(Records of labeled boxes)
# # # # #

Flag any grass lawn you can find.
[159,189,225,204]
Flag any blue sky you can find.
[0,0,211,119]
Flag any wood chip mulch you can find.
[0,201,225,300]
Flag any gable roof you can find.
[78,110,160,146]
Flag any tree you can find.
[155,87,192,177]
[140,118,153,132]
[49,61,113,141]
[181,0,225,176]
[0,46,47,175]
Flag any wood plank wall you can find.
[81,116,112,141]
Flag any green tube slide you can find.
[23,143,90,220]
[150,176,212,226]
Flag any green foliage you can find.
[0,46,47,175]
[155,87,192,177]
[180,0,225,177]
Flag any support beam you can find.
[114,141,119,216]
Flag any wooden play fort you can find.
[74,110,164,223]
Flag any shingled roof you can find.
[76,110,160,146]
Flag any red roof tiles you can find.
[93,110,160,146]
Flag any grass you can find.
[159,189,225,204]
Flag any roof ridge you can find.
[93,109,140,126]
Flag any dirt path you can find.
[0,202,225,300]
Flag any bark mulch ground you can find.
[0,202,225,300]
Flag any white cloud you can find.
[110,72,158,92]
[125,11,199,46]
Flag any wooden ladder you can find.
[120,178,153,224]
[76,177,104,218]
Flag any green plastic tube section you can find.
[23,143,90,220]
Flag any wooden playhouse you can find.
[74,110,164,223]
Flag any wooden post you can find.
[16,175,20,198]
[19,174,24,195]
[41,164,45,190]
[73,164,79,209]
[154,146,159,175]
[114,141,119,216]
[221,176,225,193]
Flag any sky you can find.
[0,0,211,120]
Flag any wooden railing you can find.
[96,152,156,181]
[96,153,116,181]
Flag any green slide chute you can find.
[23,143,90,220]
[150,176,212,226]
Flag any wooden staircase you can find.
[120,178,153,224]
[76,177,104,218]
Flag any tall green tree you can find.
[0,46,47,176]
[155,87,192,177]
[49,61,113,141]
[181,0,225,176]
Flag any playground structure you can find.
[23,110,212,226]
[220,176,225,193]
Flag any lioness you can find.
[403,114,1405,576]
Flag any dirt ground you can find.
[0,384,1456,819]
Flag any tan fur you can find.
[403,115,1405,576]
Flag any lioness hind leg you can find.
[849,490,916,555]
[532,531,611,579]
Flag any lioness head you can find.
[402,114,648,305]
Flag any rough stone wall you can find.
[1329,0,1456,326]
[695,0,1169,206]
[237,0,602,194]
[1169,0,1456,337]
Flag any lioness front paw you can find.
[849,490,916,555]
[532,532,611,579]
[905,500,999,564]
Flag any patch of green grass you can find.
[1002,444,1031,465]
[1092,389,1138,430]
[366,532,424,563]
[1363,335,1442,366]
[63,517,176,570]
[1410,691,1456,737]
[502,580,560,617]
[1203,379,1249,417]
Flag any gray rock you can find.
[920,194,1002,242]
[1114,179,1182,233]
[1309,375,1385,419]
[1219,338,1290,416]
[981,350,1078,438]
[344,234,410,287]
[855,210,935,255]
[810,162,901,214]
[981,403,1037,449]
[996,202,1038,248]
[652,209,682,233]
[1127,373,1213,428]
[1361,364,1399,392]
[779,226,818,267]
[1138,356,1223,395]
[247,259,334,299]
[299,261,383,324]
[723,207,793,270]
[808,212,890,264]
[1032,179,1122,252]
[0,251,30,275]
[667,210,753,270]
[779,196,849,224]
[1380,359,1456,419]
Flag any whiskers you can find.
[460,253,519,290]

# # # # #

Write out all of the entries again, swapping "Flag" for "Mark" wherever it occurs and leaving everything else unchanged.

* _Solution to this exercise_
Mark any grass lawn you can find.
[159,189,225,204]
Mark any blue sky you can find.
[0,0,211,119]
Mark any wood chip mulch you can find.
[0,201,225,300]
Mark any gable roof you can find.
[78,110,160,146]
Mark any tree you can find.
[155,87,192,177]
[140,118,153,132]
[49,61,113,141]
[181,0,225,176]
[0,46,47,175]
Mark any wood plank wall you can find.
[81,116,112,141]
Mark any green tube slide you can find.
[23,143,90,220]
[150,176,212,226]
Mark any green foliage you can find.
[0,46,47,175]
[155,87,192,177]
[180,0,225,177]
Mark any support beam you can find.
[114,141,119,216]
Mark any wooden play fort you can find.
[74,110,164,223]
Mark any shingled roof you can find.
[76,110,160,146]
Mark any red roof tiles you can find.
[93,110,160,146]
Mark any grass you can find.
[159,189,225,204]
Mark any roof ridge you can find.
[93,109,140,126]
Mark any dirt path you can find.
[0,202,225,300]
Mark any bark mulch ground you can find.
[0,202,225,300]
Mark any white cloud you can find.
[110,72,158,92]
[125,11,199,46]
Mark any wooden ladder you can find.
[120,178,153,224]
[76,177,104,218]
Mark any green plastic tube section you can find.
[23,143,90,220]
Mark any wooden playhouse you can find.
[74,110,164,223]
Mark any wooden post you can find.
[16,175,20,198]
[19,174,24,195]
[41,164,45,190]
[73,164,79,209]
[154,146,159,175]
[114,141,119,216]
[221,176,225,193]
Mark any sky you can find.
[0,0,211,120]
Mark any wooden railing you can find.
[96,152,156,181]
[96,153,116,181]
Mark any green slide chute you can find.
[23,143,90,220]
[150,176,212,226]
Mark any wooden staircase you can find.
[120,178,153,224]
[76,177,104,218]
Mark any tall green tree you can find.
[0,46,47,176]
[155,87,192,177]
[49,61,113,141]
[181,0,225,176]
Mark any playground structure you can find.
[23,110,212,226]
[220,176,225,193]
Mark any lioness you can find.
[403,114,1405,576]
Mark any dirt ground you can find.
[0,384,1456,819]
Mark any tan fur you can find.
[403,115,1405,576]
Mark any lioness hind leg you can find.
[849,490,916,555]
[532,531,611,579]
Mark any lioness head you can find.
[402,114,648,305]
Mark any rough stone wall you can find.
[1329,0,1456,326]
[695,0,1169,206]
[237,0,602,194]
[1169,0,1456,337]
Mark any lioness front paw you can find.
[849,490,916,555]
[532,532,611,579]
[905,500,999,564]
Mark any patch of green grass you can find.
[1002,444,1031,465]
[1092,389,1138,430]
[366,532,424,563]
[1363,335,1442,366]
[63,517,176,570]
[1410,691,1456,737]
[502,580,560,617]
[1203,379,1249,417]
Mark any gray rock you can find.
[920,194,1002,242]
[1114,179,1182,233]
[1309,375,1385,419]
[1219,338,1290,416]
[981,350,1078,438]
[344,234,410,287]
[855,210,935,255]
[810,162,901,214]
[981,403,1037,449]
[996,202,1038,248]
[652,209,682,233]
[1127,373,1213,428]
[1361,364,1399,392]
[779,226,818,267]
[1138,356,1223,395]
[247,259,334,299]
[299,261,383,324]
[723,207,793,270]
[808,212,890,264]
[1032,179,1122,252]
[0,251,30,275]
[667,210,753,270]
[779,196,849,224]
[1380,359,1456,419]
Mark any whiskers you can find.
[460,253,519,290]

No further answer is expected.